§ Teks Dokumen:
________________________________________

Hitungan matematis, jumlah penduduk Batam saat ini 1,2 juta. Perkiraan sepertiga diantaranya penduduk produktif (berpenghasilan) 400.000 orang ini diharapkan akan berbelanja aktif ke lebih 20 mall, artinya kalau ditotal tiap mal akan mendapatkan bagian 20.000 orang. Akhirnya, ada mal atau plaza yang tidak bisa berjalan maksimal.

Dalam kurun waktu empat tahun belakangan ada beberapa pusat perbelanjaan di Batam yang tutup atau pun kalau masih beroperasi kondisinya sudah megap-megap. Mal itu adalah Maymart, Barata, Mayokoro/lokasi Matahari lama, BCM (di wilayah Batam Centre), Centre Point, Lucky Plasa (Nagoya), BIP (Baloi), Plaza Batammindo dan lainnya. Dengan bukanya Kepri Mall kemungkinan akan ada mal lain yang terkena dampak sehingga kondisinya tak ubahnya seperti mal-mal yang disebut tadi.

Menanggapi pesatnya pembangunan mal di Batam, Ketua Badan Pengusahaan (BP) Kawasan Batam, Mustofa Widjaja mengatakan, jika hal tersebut sesungguhnya tidak menjadi masalah. Ia mencontohkan negara tetangga Singapura. Singapura, sebut Mustofa, hanya memiliki dua juta penduduk, sementara negara tersebut memiliki mall yang sangat banyak, tapi tetap eksis. Untuk berinvestasi di bidang retail ini, lanjut Mustafa tergantung keberanian investornya dalam melihat pasar.

________________________________________

§ Daftar Catatan:
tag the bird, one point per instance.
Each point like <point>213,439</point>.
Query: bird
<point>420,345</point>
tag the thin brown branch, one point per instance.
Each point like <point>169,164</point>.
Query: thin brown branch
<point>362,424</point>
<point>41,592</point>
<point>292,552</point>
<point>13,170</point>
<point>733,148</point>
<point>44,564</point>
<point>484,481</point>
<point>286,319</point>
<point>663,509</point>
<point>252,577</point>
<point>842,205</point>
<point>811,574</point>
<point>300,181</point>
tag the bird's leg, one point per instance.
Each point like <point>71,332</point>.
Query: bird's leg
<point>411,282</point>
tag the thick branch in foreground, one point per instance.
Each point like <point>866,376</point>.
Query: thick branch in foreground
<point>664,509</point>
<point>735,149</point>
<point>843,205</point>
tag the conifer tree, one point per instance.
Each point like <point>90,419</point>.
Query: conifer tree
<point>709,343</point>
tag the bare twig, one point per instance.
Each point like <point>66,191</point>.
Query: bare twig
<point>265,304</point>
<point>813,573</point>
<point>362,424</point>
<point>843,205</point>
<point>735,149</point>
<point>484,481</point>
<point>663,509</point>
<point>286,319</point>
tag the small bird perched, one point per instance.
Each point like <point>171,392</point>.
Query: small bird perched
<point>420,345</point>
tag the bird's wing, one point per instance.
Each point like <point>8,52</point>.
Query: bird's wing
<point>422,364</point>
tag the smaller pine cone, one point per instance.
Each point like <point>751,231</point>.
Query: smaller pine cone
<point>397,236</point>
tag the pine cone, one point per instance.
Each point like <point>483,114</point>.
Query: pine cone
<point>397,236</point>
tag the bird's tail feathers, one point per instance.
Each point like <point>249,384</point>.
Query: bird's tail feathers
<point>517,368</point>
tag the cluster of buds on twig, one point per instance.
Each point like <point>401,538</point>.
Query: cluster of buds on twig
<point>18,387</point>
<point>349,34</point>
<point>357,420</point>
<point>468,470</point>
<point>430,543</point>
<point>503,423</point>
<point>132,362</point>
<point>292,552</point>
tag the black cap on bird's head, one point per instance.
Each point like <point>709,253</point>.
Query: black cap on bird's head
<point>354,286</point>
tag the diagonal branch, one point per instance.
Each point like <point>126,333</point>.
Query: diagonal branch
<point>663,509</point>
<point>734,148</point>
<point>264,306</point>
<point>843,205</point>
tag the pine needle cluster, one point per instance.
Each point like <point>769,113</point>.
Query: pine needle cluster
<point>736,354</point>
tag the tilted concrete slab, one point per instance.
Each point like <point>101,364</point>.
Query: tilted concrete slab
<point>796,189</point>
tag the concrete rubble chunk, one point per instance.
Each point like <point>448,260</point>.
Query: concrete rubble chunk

________________________________________

§ Soal Latihan:
1. Sebutkan semua mal yang dalam teks tentang mal di Batam disebut sudah tutup atau masih buka tapi kondisinya megap-megap.
2. Tulis lagi bagian teks tentang mal di Batam yang dimulai dari "Hitungan matematis, jumlah" dan berlanjut sampai "bisa berjalan maksimal.", tetapi ganti "penduduk" dengan "warga".

§ Jawaban per Soal:
1. Maymart, Barata, Mayokoro/lokasi Matahari lama, BCM, Centre Point, Lucky Plasa, BIP, Plaza Batammindo

2.
Hitungan matematis, jumlah warga Batam saat ini 1,2 juta. Perkiraan sepertiga diantaranya warga produktif (berpenghasilan) 400.000 orang ini diharapkan akan berbelanja aktif ke lebih 20 mall, artinya kalau ditotal tiap mal akan mendapatkan bagian 20.000 orang. Akhirnya, ada mal atau plaza yang tidak bisa berjalan maksimal.